::: Data records :::

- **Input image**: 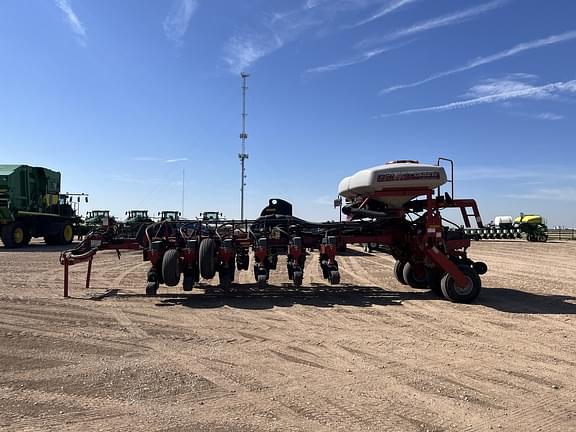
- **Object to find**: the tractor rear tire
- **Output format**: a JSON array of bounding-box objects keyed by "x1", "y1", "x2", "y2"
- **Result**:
[
  {"x1": 393, "y1": 261, "x2": 407, "y2": 285},
  {"x1": 402, "y1": 262, "x2": 427, "y2": 289},
  {"x1": 440, "y1": 265, "x2": 481, "y2": 303},
  {"x1": 199, "y1": 238, "x2": 217, "y2": 280},
  {"x1": 162, "y1": 249, "x2": 181, "y2": 287},
  {"x1": 1, "y1": 223, "x2": 27, "y2": 248}
]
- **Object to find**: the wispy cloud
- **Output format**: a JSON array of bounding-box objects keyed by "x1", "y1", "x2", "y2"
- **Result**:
[
  {"x1": 504, "y1": 187, "x2": 576, "y2": 202},
  {"x1": 534, "y1": 112, "x2": 564, "y2": 121},
  {"x1": 130, "y1": 157, "x2": 188, "y2": 163},
  {"x1": 358, "y1": 0, "x2": 508, "y2": 48},
  {"x1": 349, "y1": 0, "x2": 419, "y2": 28},
  {"x1": 163, "y1": 0, "x2": 199, "y2": 46},
  {"x1": 222, "y1": 0, "x2": 384, "y2": 73},
  {"x1": 376, "y1": 77, "x2": 576, "y2": 117},
  {"x1": 164, "y1": 158, "x2": 188, "y2": 163},
  {"x1": 223, "y1": 32, "x2": 284, "y2": 74},
  {"x1": 381, "y1": 30, "x2": 576, "y2": 94},
  {"x1": 458, "y1": 166, "x2": 576, "y2": 182},
  {"x1": 306, "y1": 42, "x2": 408, "y2": 74},
  {"x1": 54, "y1": 0, "x2": 86, "y2": 46}
]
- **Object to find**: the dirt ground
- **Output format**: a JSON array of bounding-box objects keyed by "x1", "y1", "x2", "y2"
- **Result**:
[{"x1": 0, "y1": 240, "x2": 575, "y2": 432}]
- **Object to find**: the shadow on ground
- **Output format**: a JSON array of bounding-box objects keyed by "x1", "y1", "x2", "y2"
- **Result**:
[
  {"x1": 478, "y1": 287, "x2": 576, "y2": 314},
  {"x1": 81, "y1": 283, "x2": 576, "y2": 315},
  {"x1": 0, "y1": 243, "x2": 79, "y2": 253}
]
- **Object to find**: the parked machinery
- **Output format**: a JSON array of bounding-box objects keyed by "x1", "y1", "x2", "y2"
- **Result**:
[
  {"x1": 464, "y1": 213, "x2": 548, "y2": 242},
  {"x1": 60, "y1": 158, "x2": 488, "y2": 303},
  {"x1": 0, "y1": 165, "x2": 86, "y2": 248}
]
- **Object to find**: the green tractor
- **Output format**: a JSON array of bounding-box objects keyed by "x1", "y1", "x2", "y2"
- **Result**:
[{"x1": 0, "y1": 165, "x2": 85, "y2": 248}]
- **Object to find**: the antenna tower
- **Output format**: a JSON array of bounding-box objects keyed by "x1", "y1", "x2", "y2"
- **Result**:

:::

What to produce: The entries above must be output exactly, with every image left out.

Result of the exercise:
- **Input image**: 
- **Object to find**: the tractor rear tire
- **Output format**: a JSON array of bounding-box objects keyed by "x1", "y1", "x2", "y2"
- **Result**:
[
  {"x1": 393, "y1": 261, "x2": 407, "y2": 285},
  {"x1": 402, "y1": 262, "x2": 427, "y2": 289},
  {"x1": 440, "y1": 265, "x2": 481, "y2": 303},
  {"x1": 199, "y1": 238, "x2": 217, "y2": 280},
  {"x1": 162, "y1": 249, "x2": 181, "y2": 287},
  {"x1": 1, "y1": 223, "x2": 27, "y2": 248}
]
- **Object to find**: the wispy cloud
- **Output format**: a JSON array of bounding-box objects keyed by "x1", "y1", "x2", "y2"
- **Result**:
[
  {"x1": 504, "y1": 187, "x2": 576, "y2": 202},
  {"x1": 534, "y1": 112, "x2": 564, "y2": 121},
  {"x1": 130, "y1": 157, "x2": 188, "y2": 163},
  {"x1": 358, "y1": 0, "x2": 508, "y2": 48},
  {"x1": 349, "y1": 0, "x2": 419, "y2": 28},
  {"x1": 163, "y1": 0, "x2": 199, "y2": 46},
  {"x1": 222, "y1": 0, "x2": 384, "y2": 73},
  {"x1": 376, "y1": 77, "x2": 576, "y2": 117},
  {"x1": 164, "y1": 158, "x2": 188, "y2": 163},
  {"x1": 223, "y1": 32, "x2": 284, "y2": 74},
  {"x1": 381, "y1": 30, "x2": 576, "y2": 94},
  {"x1": 458, "y1": 166, "x2": 576, "y2": 182},
  {"x1": 306, "y1": 42, "x2": 408, "y2": 74},
  {"x1": 54, "y1": 0, "x2": 86, "y2": 46}
]
- **Object to find**: the dirt ground
- **Output format**: a JSON array of bounding-box objects keyed by "x1", "y1", "x2", "y2"
- **Result**:
[{"x1": 0, "y1": 240, "x2": 575, "y2": 432}]
- **Object to find**: the shadow on ground
- **Output format**: a JSON array of bounding-box objects keyed by "x1", "y1", "x2", "y2"
- **Result**:
[
  {"x1": 478, "y1": 287, "x2": 576, "y2": 314},
  {"x1": 81, "y1": 283, "x2": 576, "y2": 315},
  {"x1": 0, "y1": 243, "x2": 79, "y2": 253}
]
- **Object to find**: the parked machinery
- **Output format**: a JSON array of bounding-box objects keyed by "x1", "y1", "x2", "y2"
- **Result**:
[
  {"x1": 464, "y1": 213, "x2": 548, "y2": 242},
  {"x1": 60, "y1": 158, "x2": 488, "y2": 303},
  {"x1": 0, "y1": 165, "x2": 86, "y2": 248}
]
- **Object to find**: the green tractor
- **Output format**: a JSON array of bounding-box objects keyed by "x1", "y1", "x2", "y2"
- **Result**:
[{"x1": 0, "y1": 165, "x2": 85, "y2": 248}]
- **Object to find**: the antenna tower
- **Output format**: a JSON array of bounding-box objects keyed by "x1", "y1", "x2", "y2"
- **Result**:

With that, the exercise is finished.